##### Extrait choisi #####

Ces dernières années, la justice pénale internationale s’est imposée comme une voix puissante contre l’épidémie qu’est la violence à l’égard des femmes.  En 1998, le Tribunal pour le Rwanda a été la première juridiction pénale internationale à qualifier le viol de crime contre l’humanité.  Le Tribunal spécial pour la Sierra Leone a condamné trois membres du Revolutionary United Front pour esclavage sexuel.  À l’heure où je parle, les auteurs présumés de viols et d’esclavage sexuel en République démocratique du Congo sont accusés de crimes de guerre devant la Cour pénale internationale.


Cette jurisprudence envoie un message fort et nécessaire.  À vous de faire en sorte que ce message continue d’être entendu.  De fait, le moment est venu d’augmenter le volume.

#####

▸ **Consignes de l'exercice**:
1 – D'après l'extrait sur la justice pénale internationale, en quelle année le Tribunal pour le Rwanda a-t-il qualifié le viol de crime contre l'humanité ?
2 – Dressez la liste de toutes les juridictions nommées dans l'extrait sur la justice pénale internationale.
3 – Résumez en deux phrases l'extrait sur la justice pénale internationale.

##### Section des données #####

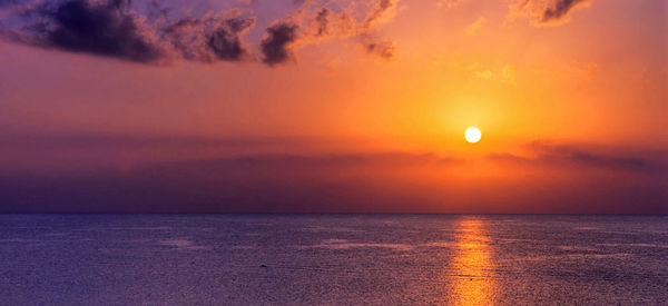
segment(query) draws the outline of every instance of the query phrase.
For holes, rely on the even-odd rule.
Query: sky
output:
[[[0,211],[668,214],[667,47],[662,0],[0,0]]]

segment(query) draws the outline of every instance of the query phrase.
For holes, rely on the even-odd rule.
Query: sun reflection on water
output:
[[[454,305],[494,304],[495,278],[492,248],[484,220],[468,217],[458,225],[455,255],[451,264],[450,302]]]

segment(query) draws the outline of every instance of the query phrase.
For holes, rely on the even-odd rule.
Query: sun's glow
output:
[[[480,130],[477,127],[470,127],[464,132],[464,138],[466,138],[466,141],[471,142],[471,144],[475,144],[475,142],[480,141],[481,137],[482,137],[482,132],[480,132]]]

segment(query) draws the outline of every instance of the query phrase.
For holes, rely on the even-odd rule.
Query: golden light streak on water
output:
[[[459,223],[458,233],[455,257],[449,269],[453,273],[449,286],[451,302],[454,305],[492,305],[498,284],[484,220],[466,217]]]

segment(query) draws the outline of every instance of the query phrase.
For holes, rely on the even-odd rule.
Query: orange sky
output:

#####

▸ **Corrigé des exercices**:
1 – En 1998.

2 –
- Le Tribunal pour le Rwanda
- Le Tribunal spécial pour la Sierra Leone
- La Cour pénale internationale

3 – La justice pénale internationale s'est imposée comme une voix puissante contre la violence à l'égard des femmes. Des juridictions du Rwanda, de la Sierra Leone et de la Cour pénale internationale ont poursuivi le viol et l'esclavage sexuel, et le moment est venu d'amplifier le message envoyé par cette jurisprudence.